**SOURCE PASSAGE**:
- - -

Details of the mathematical model used to simulate vector and host population dynamics and on the assumptions regarding WNV transmission between the mosquito and bird populations are given in full in electronic supplementary material, S1. The following further information is given in electronic supplementary material: parameterization of the extrinsic incubation period/viral replication rate (S2.1) [37], parameterization of the WNV transmission processes (S2.2), tuning of vector–host ratios (S2.3), the process by which WNV is introduced (S2.4), the conversion of air temperatures to water temperatures (S2.5), the model history and initial conditions (S2.6) and a table of the parameter values required for the vector life cycle model (table S2). All model code is available on GitHub [38] and is run using the DDE solver of Thompson et al. [39]. In the subsequent sections, the maps are presented such that white areas correspond to predicted MIR values less than 0.25 (figures 2, 3 and 5), a level of MIR below which WNV spillover has not been reported in well-studied areas of transmission (electronic supplementary material, S2.7). Coloured areas correspond to predictions which could plausibly lead to outbreaks, with higher predicted MIR values suggesting greater risk and potential size of WNV epidemics.
3. Results
3.1. Epidemic risk due to migratory birds
The predicted MIR following WNV introduction via infected birds arriving at the end of March was never projected to exceed 0.25 because this was earlier than termination of mosquito diapause. Likewise, the predicted risk for late April introduction was low for all climate projections with seven of the 12 simulations in the year 2079 predicting MIR values below 0.25 across the entire UK (electronic supplementary material, SF1). In those runs for which the MIR exceeds 0.25 in some areas risks are isolated to a very small area and the predicted MIR is generally only very slightly above 0.25. Risks are predicted to be low for these earlier introduction times because we assume that adult females exiting diapause only take one blood meal before laying an egg raft and dying due to the energetic demands of diapause [30]. Transmission and amplification of WNV requires that this first spring generation has hatched and begun feeding and typically only a very small proportion of the population has met these conditions prior to the end of April when introduction takes place. If increased temperatures were also to lead to earlier exits from diapause then it is possible that predicted risks here would be higher; however, the model assumes diapause exit to be determined by increasing day length.

- - -

**PROVIDED MATERIAL**:
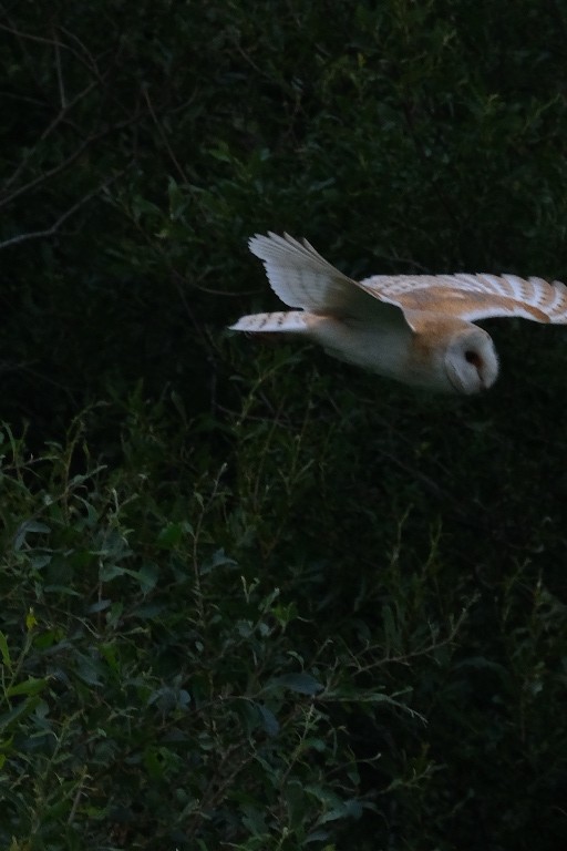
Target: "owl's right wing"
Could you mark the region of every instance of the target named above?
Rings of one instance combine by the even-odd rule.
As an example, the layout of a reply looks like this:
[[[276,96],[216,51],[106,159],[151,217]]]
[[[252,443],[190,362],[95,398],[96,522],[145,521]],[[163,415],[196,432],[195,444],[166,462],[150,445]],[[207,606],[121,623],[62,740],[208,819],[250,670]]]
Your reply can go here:
[[[252,236],[248,246],[264,262],[272,290],[289,307],[338,318],[409,325],[399,304],[343,275],[307,239],[299,243],[289,234],[268,232],[268,236]]]

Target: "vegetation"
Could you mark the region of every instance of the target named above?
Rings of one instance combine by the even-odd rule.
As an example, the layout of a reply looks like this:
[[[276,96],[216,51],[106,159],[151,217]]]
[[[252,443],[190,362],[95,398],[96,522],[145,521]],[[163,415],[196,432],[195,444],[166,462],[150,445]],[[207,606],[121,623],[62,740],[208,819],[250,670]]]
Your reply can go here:
[[[567,18],[2,3],[0,847],[567,841],[565,329],[429,397],[226,331],[247,237],[565,278]]]

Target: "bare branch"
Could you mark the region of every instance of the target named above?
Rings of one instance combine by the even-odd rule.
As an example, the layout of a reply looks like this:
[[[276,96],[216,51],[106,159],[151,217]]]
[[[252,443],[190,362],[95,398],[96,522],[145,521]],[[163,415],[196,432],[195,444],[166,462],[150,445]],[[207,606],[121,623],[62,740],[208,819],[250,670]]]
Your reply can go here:
[[[152,105],[152,101],[150,100],[150,93],[147,91],[147,86],[144,86],[142,92],[143,92],[143,95],[144,95],[145,101],[147,103],[147,109],[150,110],[150,114],[151,114],[151,116],[152,116],[152,119],[154,121],[155,126],[157,127],[157,132],[159,133],[159,139],[162,140],[162,142],[165,145],[165,147],[167,148],[167,153],[169,154],[169,156],[172,158],[172,163],[177,168],[177,171],[178,171],[178,173],[179,173],[179,175],[182,177],[182,181],[184,183],[187,183],[187,175],[185,174],[185,172],[183,171],[182,166],[179,165],[179,163],[177,161],[177,157],[175,156],[175,154],[173,152],[173,148],[172,148],[172,146],[169,144],[169,141],[168,141],[167,136],[165,135],[164,130],[163,130],[162,125],[159,124],[159,122],[157,120],[157,115],[155,114],[154,107]]]
[[[58,219],[54,222],[51,227],[47,227],[43,230],[31,230],[28,234],[19,234],[18,236],[12,236],[10,239],[4,239],[3,243],[0,243],[0,250],[3,248],[9,248],[12,245],[20,245],[21,243],[28,242],[29,239],[42,239],[48,236],[53,236],[56,234],[61,225],[63,225],[68,218],[70,218],[74,213],[76,213],[78,209],[83,207],[85,204],[87,204],[91,198],[94,198],[95,195],[97,195],[100,192],[105,189],[107,186],[111,185],[111,183],[114,183],[121,175],[124,174],[126,170],[123,168],[118,174],[115,174],[113,177],[109,177],[106,181],[101,183],[99,186],[96,186],[95,189],[84,195],[82,198],[80,198],[75,204],[73,204],[72,207],[69,207]]]

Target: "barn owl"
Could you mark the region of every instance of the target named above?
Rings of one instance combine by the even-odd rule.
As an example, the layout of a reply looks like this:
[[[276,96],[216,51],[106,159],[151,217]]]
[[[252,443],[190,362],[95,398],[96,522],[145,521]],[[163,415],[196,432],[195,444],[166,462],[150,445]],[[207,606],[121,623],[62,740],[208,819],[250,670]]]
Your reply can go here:
[[[374,275],[355,281],[307,239],[256,235],[272,290],[299,308],[243,316],[230,326],[251,334],[288,334],[386,378],[430,390],[476,393],[498,375],[491,336],[476,319],[519,316],[567,325],[567,287],[516,275]]]

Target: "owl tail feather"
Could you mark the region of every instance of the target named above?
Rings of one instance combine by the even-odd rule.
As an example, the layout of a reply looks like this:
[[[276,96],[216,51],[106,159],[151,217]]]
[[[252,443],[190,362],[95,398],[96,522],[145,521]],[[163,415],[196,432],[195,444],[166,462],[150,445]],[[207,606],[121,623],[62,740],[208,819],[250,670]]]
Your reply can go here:
[[[252,314],[241,316],[237,322],[230,325],[231,331],[246,331],[247,334],[309,334],[310,317],[305,310],[280,310],[276,314]]]

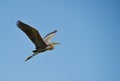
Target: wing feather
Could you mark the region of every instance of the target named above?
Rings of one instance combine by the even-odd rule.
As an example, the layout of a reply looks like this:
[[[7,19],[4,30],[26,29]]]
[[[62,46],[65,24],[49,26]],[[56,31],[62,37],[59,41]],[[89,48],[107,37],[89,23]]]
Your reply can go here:
[[[57,30],[54,30],[53,32],[47,34],[43,39],[45,41],[46,44],[50,43],[50,40],[55,36]]]
[[[35,28],[33,28],[33,27],[31,27],[31,26],[29,26],[21,21],[17,22],[17,26],[35,44],[36,49],[44,49],[47,46],[46,43],[44,42],[44,40],[42,39],[41,35],[39,34],[39,32]]]

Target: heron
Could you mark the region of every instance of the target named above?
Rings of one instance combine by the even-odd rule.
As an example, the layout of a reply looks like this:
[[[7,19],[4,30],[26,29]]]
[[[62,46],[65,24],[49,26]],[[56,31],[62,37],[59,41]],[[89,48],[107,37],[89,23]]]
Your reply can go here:
[[[25,61],[28,61],[33,56],[35,56],[41,52],[45,52],[47,50],[53,50],[55,45],[60,44],[57,42],[50,41],[55,36],[57,30],[54,30],[53,32],[47,34],[44,38],[42,38],[37,29],[35,29],[34,27],[32,27],[26,23],[23,23],[20,20],[17,21],[17,26],[28,36],[28,38],[35,45],[35,50],[32,51],[33,54],[30,55],[29,57],[27,57],[25,59]]]

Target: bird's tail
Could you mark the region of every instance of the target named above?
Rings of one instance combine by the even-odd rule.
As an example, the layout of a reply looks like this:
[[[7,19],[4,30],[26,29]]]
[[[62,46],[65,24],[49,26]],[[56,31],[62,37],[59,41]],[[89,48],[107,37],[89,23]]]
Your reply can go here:
[[[33,56],[35,56],[35,55],[37,55],[37,54],[38,54],[38,53],[32,54],[31,56],[27,57],[27,58],[25,59],[25,61],[28,61],[29,59],[31,59]]]

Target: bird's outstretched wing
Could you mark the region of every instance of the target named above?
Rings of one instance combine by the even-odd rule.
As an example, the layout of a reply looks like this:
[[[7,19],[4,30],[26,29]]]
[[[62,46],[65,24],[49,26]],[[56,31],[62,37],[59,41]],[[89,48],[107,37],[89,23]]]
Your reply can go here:
[[[57,30],[54,30],[53,32],[47,34],[43,39],[45,41],[46,44],[50,43],[50,40],[55,36]]]
[[[44,49],[47,46],[46,43],[44,42],[44,40],[42,39],[42,37],[40,36],[39,32],[35,28],[33,28],[21,21],[17,21],[17,26],[35,44],[36,49]]]

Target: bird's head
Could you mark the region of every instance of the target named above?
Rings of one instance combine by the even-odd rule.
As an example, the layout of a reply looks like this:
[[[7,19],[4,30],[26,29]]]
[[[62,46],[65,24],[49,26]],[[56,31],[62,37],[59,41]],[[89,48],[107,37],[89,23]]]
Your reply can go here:
[[[52,42],[53,45],[57,45],[57,44],[61,44],[61,43],[58,43],[58,42]]]

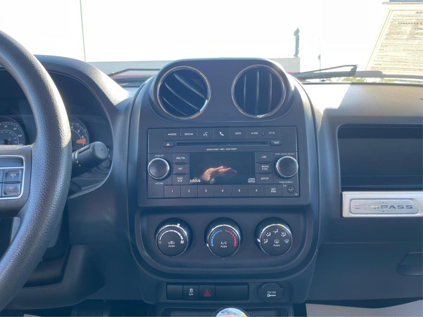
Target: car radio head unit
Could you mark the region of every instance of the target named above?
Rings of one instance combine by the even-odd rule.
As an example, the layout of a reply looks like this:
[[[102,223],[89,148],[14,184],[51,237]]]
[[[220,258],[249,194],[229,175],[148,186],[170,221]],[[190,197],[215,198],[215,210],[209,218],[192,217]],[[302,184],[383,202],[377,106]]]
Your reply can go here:
[[[148,198],[298,197],[294,127],[149,129]]]

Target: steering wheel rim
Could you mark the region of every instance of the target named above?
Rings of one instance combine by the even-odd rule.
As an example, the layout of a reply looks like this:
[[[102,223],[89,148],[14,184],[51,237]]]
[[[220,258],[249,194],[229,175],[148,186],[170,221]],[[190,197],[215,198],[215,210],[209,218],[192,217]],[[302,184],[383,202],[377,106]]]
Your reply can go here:
[[[20,221],[0,258],[1,311],[25,284],[60,225],[70,183],[71,142],[66,110],[47,71],[33,55],[1,31],[0,65],[25,93],[37,127],[30,145],[0,146],[0,155],[20,156],[26,162],[22,197],[0,200],[0,218],[17,216]]]

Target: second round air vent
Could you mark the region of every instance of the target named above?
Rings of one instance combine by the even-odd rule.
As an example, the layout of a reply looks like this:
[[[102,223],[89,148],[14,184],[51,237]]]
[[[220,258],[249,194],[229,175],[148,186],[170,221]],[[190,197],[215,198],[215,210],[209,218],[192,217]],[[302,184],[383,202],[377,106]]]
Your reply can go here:
[[[206,109],[210,99],[210,85],[200,71],[180,66],[166,72],[157,86],[162,108],[174,118],[195,118]]]
[[[266,65],[244,68],[232,85],[232,99],[241,112],[251,118],[264,118],[277,111],[285,97],[280,75]]]

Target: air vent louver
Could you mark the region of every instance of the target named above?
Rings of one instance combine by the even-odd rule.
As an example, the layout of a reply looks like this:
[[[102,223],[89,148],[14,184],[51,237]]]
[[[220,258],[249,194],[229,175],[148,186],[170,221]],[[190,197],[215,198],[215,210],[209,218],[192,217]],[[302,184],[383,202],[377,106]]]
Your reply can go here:
[[[206,109],[210,88],[201,72],[188,66],[168,71],[159,83],[157,98],[168,114],[178,119],[192,119]]]
[[[238,74],[232,85],[235,106],[245,115],[263,118],[275,112],[285,96],[280,75],[265,65],[254,65]]]

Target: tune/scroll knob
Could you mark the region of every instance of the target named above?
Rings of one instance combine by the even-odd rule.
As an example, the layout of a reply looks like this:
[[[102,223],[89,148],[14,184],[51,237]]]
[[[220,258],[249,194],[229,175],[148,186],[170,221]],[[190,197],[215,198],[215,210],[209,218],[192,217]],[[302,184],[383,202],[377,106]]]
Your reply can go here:
[[[166,160],[156,158],[150,161],[147,170],[150,176],[159,180],[168,177],[170,172],[170,166]]]
[[[288,225],[279,218],[268,218],[255,229],[256,243],[262,251],[279,257],[288,251],[292,244],[292,233]]]
[[[241,229],[233,220],[219,218],[212,221],[206,230],[206,243],[218,257],[229,257],[236,251],[241,243]]]
[[[169,219],[162,222],[156,232],[156,245],[168,257],[177,257],[187,251],[191,243],[191,230],[179,219]]]
[[[298,163],[292,156],[283,156],[276,161],[275,167],[280,177],[289,178],[298,170]]]

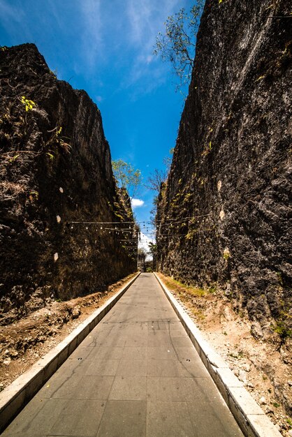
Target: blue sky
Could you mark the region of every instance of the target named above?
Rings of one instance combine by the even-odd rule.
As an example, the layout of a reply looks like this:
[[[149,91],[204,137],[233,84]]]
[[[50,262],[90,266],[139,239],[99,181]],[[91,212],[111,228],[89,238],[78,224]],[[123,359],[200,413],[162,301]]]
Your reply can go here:
[[[0,45],[34,43],[59,79],[85,89],[103,117],[112,158],[144,181],[175,145],[183,98],[152,54],[166,17],[194,0],[0,0]],[[153,192],[142,187],[138,221]]]

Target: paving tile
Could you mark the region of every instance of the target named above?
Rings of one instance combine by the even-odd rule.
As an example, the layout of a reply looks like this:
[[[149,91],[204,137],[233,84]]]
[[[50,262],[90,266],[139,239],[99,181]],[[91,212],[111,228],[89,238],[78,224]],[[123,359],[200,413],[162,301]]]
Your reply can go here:
[[[167,331],[154,331],[148,334],[148,347],[171,347],[172,341]]]
[[[145,360],[121,360],[117,371],[117,376],[146,376]]]
[[[119,360],[122,357],[123,348],[110,346],[101,346],[92,348],[92,351],[87,355],[88,360]]]
[[[146,378],[116,376],[109,396],[110,400],[145,401]]]
[[[34,398],[27,407],[1,434],[3,437],[25,434],[32,437],[34,434],[47,435],[60,415],[66,401],[63,399]]]
[[[177,355],[171,346],[164,348],[147,348],[147,358],[149,360],[175,360]]]
[[[119,360],[87,360],[87,362],[86,375],[114,376],[117,374]]]
[[[73,397],[75,399],[106,400],[112,388],[114,378],[92,375],[82,376],[78,387],[74,390]]]
[[[92,352],[92,348],[82,346],[82,343],[69,356],[68,360],[86,360],[89,353]]]
[[[3,435],[242,436],[151,274],[139,276]]]
[[[78,387],[82,375],[59,372],[52,376],[36,394],[40,398],[70,399]]]
[[[52,427],[53,436],[95,436],[105,409],[101,401],[69,401]]]
[[[88,360],[66,360],[62,365],[61,371],[59,373],[64,373],[70,375],[85,375],[90,362]],[[59,374],[59,373],[58,373]]]
[[[210,389],[207,378],[147,378],[147,397],[149,401],[196,401],[202,412],[206,410],[209,399],[205,396]]]
[[[145,401],[108,401],[97,437],[143,437],[145,434]]]
[[[124,348],[122,359],[146,360],[147,353],[147,348]]]
[[[216,413],[214,411],[202,414],[196,410],[196,405],[187,404],[194,436],[198,437],[242,437],[233,416],[229,411]],[[266,436],[268,437],[268,434]]]
[[[194,436],[186,402],[147,402],[146,427],[149,437]]]
[[[175,360],[148,360],[147,375],[160,378],[207,378],[204,365]]]

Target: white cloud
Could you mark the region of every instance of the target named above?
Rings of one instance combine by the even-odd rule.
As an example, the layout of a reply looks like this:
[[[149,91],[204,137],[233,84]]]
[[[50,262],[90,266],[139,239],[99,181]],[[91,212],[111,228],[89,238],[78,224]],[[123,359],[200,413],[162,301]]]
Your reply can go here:
[[[146,252],[149,252],[150,247],[149,246],[149,243],[155,243],[155,239],[149,238],[143,232],[140,232],[140,239],[138,243],[138,247],[140,249],[143,249]],[[152,260],[152,255],[147,254],[146,255],[146,261],[151,261]]]
[[[138,207],[143,207],[144,205],[144,200],[140,199],[132,199],[131,200],[132,208],[137,208]]]
[[[95,66],[97,54],[103,53],[102,21],[101,0],[82,0],[80,3],[82,29],[78,29],[82,36],[82,51],[89,69]]]

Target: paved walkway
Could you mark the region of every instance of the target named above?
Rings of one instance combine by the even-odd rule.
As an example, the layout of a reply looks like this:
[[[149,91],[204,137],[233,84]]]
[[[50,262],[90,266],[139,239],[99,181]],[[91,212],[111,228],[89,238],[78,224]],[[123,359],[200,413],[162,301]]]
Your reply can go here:
[[[3,436],[242,436],[152,274],[142,274]]]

- - -

**CHECK YOUR UNDERSTANDING**:
1 - Which topics does the West Nile virus modeling passage say are covered in the further information in the electronic supplementary material? List each one with its section or table label.
2 - According to the West Nile virus modeling passage, why was the predicted MIR never projected to exceed 0.25 for introduction via infected birds arriving at the end of March?
3 - Extend the West Nile virus modeling passage, picking up after its final sentence about diapause exit.

**ANSWERS FOR EACH ITEM**:
1 -
- Parameterization of the extrinsic incubation period/viral replication rate (S2.1)
- Parameterization of the WNV transmission processes (S2.2)
- Tuning of vector–host ratios (S2.3)
- The process by which WNV is introduced (S2.4)
- The conversion of air temperatures to water temperatures (S2.5)
- The model history and initial conditions (S2.6)
- A table of the parameter values required for the vector life cycle model (table S2)

2 - That introduction came earlier than the termination of mosquito diapause.

3 -
The predicted MIR following introduction via migratory birds at the end of May is substantially higher, as there has been sufficient time for mosquitoes to exit diapause and for the first spring generation to develop prior to arrival of the virus. Of the 12 sets of climate projections available, 11 of them resulted in predicted MIR values above 0.25 in at least one year in a least one location in the UK. In figure 2, we present the risk maps for climate runs 4, 6 and 12. These three runs were chosen to display the range of predicted scenarios, with the climate data from run 4 typically leading to relatively high predicted risk, climate run 6 leading to a moderate level of relative risk and run 12 predicting relatively low risks when comparing across all 12 sets of simulated climate data. The full set of maps for all climate runs under the late May introduction is included in electronic supplementary material, SF2. Figure 2 shows that the highest risk area is predicted to be in the southeast of England and that there is a general pattern of increasing risk through time. Predicted MIR values were below 0.25 in all areas for runs before 2039, after which point there is a general increase subject to between year variability e.g. predicted MIR in run 4 in 2059 is lower than in 2049. It is also important to note that the predicted MIR remains at low levels across the UK in approximately half the model runs, including run 12 shown. Consequently, it is perhaps unlikely, even under the worst-case scenario of RCP8.5, that WNV will become endemic in the UK and more likely that repeated outbreaks and re-introductions may occur.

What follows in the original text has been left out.